[[ DOCUMENT TEXT, beginning ]]

CHILDES Mandarin BJCMC Corpus

>

Ziyin Mai
Department of Linguistics and Modern Languages
Chinese University of Hong Kong

website

Jingyao Liu

City University of Hong Kong

Shanshan Yan
School of Chinese as a Second Language
Peking University

Virginia Yip
Linguistics and Modern Languages
Chinese University of Hong Kong

website

Participants: 48
Type of Study: crossectional, naturalistic
Location: Beijing
Media type: audio
DOI:

Browsable transcripts

Download transcripts

Link to media folder

Citation information

Mai, Z., Shang, M., Liu, J., Yan, S., Matthews, S., & Yip, V. (2024) Acquiring Chinese in US, Hong Kong and Beijing: three new corpora and three verbal structures. Paper presented at the XVIth International Congress for the Study of Child Language (IASCL-2024), July 15-19, Charles University, Prague, Czech Republic.

In accordance with TalkBank rules, any use of data from this corpus must be accompanied by at least one of the above references.

[[ DOCUMENT TEXT, end ]]
[[ INFORMATION GIVEN, beginning ]]

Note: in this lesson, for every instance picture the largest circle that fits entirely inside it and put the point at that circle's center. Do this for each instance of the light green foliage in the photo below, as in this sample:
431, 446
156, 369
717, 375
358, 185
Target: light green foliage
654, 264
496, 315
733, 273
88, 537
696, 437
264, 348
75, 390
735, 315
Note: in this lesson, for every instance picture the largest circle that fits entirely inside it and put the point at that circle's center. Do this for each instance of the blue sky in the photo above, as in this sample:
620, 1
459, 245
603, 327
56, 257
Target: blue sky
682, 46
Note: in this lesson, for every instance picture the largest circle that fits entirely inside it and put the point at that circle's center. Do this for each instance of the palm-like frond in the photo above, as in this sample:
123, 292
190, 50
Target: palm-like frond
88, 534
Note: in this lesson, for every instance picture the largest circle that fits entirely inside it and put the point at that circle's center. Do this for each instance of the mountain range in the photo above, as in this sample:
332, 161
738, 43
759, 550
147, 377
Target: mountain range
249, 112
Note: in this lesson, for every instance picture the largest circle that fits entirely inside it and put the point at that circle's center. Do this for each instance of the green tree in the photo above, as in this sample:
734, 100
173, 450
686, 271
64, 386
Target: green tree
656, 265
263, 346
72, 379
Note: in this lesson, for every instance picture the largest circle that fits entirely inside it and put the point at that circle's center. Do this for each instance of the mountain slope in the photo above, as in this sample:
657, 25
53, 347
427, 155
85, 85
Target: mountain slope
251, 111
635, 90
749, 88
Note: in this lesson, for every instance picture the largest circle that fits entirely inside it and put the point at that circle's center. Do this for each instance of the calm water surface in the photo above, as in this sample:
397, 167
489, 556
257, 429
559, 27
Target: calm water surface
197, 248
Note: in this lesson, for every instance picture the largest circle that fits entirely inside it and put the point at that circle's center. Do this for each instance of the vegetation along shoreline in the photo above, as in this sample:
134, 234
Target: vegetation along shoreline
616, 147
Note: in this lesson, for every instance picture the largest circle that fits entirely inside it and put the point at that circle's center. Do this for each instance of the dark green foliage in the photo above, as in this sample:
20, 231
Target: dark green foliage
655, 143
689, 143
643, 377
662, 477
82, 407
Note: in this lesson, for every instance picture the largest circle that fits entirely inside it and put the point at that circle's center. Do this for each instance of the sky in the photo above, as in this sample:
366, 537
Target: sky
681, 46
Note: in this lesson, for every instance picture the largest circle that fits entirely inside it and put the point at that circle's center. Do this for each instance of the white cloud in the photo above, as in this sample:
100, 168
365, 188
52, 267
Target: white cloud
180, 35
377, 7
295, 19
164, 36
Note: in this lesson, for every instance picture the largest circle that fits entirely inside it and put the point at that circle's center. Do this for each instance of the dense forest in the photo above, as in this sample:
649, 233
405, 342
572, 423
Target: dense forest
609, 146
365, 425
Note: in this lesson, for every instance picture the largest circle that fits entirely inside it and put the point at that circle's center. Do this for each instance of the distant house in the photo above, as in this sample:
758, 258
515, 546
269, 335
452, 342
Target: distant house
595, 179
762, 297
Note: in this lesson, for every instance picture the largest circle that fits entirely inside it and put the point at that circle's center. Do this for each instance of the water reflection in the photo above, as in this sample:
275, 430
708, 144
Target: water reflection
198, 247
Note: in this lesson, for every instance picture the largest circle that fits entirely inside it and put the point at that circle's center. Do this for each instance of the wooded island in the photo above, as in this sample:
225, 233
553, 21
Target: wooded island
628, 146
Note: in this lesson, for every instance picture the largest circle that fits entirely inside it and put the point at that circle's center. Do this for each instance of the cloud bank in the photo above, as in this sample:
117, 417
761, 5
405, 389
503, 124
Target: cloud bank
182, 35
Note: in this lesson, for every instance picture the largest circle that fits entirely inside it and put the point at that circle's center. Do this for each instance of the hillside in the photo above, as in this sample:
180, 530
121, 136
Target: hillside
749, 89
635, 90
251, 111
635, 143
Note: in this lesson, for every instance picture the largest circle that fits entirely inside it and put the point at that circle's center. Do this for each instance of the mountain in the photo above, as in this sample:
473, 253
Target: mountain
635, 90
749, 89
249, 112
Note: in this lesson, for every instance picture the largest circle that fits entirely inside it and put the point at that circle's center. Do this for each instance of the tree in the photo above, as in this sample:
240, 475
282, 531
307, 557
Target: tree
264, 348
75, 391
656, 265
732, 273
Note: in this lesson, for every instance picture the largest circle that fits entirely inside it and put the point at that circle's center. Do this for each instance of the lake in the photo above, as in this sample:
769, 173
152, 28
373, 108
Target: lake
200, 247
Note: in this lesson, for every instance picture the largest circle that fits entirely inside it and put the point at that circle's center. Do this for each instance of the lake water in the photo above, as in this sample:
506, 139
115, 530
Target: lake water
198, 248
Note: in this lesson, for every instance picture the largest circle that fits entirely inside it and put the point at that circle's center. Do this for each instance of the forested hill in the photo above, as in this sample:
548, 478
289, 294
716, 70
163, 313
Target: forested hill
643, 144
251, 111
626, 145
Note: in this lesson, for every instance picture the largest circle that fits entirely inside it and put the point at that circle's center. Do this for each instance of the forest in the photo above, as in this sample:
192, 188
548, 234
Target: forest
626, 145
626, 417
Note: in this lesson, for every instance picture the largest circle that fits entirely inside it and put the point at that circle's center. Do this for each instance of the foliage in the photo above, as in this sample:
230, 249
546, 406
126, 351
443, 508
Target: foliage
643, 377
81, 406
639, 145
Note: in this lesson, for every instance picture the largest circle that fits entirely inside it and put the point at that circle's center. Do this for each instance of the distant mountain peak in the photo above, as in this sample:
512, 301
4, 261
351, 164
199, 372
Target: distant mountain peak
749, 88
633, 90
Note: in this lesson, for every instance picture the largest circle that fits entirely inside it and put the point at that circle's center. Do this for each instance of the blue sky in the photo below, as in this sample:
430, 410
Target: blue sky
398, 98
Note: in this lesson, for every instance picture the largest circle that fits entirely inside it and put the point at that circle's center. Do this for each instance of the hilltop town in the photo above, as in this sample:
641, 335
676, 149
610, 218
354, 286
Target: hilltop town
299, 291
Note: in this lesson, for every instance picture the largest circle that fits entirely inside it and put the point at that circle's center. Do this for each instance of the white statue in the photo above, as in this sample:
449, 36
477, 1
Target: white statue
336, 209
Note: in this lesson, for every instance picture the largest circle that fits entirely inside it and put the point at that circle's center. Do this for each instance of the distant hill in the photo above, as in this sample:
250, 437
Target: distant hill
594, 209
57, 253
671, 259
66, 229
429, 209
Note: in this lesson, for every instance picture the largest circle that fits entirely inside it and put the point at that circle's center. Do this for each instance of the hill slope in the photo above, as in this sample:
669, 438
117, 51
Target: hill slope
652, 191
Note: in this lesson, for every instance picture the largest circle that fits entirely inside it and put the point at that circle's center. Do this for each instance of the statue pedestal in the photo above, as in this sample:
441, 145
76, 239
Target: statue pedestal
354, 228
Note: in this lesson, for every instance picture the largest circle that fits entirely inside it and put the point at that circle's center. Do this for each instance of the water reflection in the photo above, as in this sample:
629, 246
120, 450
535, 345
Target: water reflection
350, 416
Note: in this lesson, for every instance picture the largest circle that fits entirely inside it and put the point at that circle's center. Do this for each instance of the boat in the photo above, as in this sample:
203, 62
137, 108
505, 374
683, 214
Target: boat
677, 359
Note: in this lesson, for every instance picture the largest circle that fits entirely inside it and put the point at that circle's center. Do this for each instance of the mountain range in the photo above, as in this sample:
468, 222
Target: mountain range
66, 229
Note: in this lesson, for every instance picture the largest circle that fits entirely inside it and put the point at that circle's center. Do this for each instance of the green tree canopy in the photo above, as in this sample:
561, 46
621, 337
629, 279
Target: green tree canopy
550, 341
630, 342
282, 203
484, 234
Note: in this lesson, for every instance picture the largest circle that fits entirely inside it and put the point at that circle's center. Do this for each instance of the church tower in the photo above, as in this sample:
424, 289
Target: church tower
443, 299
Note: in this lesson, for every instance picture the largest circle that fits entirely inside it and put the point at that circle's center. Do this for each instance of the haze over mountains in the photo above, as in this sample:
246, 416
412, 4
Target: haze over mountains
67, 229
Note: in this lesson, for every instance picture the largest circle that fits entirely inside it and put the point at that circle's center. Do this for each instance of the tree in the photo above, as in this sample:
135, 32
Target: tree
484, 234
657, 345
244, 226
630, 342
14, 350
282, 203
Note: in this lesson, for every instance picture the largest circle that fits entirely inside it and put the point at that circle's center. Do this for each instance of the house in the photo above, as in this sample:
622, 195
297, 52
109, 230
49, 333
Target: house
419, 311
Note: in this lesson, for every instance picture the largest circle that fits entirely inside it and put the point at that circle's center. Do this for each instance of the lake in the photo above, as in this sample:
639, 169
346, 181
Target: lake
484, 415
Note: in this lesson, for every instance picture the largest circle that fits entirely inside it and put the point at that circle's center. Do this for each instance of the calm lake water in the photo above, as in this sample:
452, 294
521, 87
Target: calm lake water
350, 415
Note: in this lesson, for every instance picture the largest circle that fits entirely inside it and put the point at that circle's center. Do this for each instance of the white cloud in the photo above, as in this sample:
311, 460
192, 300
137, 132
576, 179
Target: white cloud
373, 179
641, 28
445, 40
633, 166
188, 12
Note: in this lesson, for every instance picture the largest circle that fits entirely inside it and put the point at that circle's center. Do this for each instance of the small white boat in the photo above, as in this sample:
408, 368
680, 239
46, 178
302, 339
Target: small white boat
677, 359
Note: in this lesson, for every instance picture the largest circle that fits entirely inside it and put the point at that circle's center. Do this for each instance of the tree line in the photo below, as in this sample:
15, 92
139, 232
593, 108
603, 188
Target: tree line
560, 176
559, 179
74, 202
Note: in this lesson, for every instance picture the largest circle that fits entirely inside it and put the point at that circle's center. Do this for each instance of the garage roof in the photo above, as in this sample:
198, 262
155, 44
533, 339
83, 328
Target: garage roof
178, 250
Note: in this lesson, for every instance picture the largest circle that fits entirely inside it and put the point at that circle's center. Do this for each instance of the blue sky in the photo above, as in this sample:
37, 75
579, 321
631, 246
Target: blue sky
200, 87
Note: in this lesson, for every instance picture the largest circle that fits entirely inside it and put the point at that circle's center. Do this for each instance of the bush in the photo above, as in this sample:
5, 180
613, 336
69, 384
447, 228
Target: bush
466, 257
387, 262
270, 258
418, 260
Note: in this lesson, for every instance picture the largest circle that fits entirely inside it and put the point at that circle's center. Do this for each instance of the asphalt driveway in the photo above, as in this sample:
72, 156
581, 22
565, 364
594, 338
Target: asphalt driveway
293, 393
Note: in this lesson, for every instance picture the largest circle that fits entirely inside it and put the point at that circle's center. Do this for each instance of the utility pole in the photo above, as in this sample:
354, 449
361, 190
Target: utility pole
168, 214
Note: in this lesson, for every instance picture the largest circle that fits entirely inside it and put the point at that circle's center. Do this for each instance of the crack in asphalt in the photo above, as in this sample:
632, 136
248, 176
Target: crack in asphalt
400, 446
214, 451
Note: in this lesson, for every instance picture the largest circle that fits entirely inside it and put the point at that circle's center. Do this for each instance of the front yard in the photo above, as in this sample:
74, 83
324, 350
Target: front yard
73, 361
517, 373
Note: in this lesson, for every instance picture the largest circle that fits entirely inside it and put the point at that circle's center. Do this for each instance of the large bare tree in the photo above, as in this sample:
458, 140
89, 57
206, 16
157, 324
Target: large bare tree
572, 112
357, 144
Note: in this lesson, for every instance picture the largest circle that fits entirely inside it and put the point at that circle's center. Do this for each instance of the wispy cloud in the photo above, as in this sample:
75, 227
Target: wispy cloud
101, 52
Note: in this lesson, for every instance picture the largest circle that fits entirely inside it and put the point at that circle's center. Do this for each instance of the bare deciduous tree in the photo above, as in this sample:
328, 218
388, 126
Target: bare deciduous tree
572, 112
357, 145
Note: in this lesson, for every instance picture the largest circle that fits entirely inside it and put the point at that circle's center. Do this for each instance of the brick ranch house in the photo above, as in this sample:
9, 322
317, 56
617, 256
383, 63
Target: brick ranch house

[[ INFORMATION GIVEN, end ]]

EXERCISE DETAILS: Carry on the page about the CHILDES Mandarin BJCMC Corpus from the point where it stops.

ANSWER FOR THIS EXERCISE:
Project Description

The Beijing Child Mandarin Corpus (BJCMC) was constructed to address the absence of systematic documentation of child Mandarin speech in naturalistic contexts at preschool age (3-6 years), and to serve as a monolingual baseline for the Child Heritage Chinese Corpus (CHCC) and the Hong Kong Mandarin-English Child Corpus (HKMECC). Participants (n = 48) were recruited in Beijing, China in 2023, mainly from the Haidian (n = 31) and Chaoyang Districts (n = 9). An effort was made to recruit children from families with mid-high socioeconomic status (SES), which was indexed through the mother’s education level. The children included in the current corpus were raised in Mandarin-dominant households and educated in mainstream Mandarin-medium schools in Beijing; they had not received direct and substantial exposure in other languages (for example, English) or Chinese varieties other than Mandarin at the time of participation. All participants were healthy without suspected or diagnosed language disorders.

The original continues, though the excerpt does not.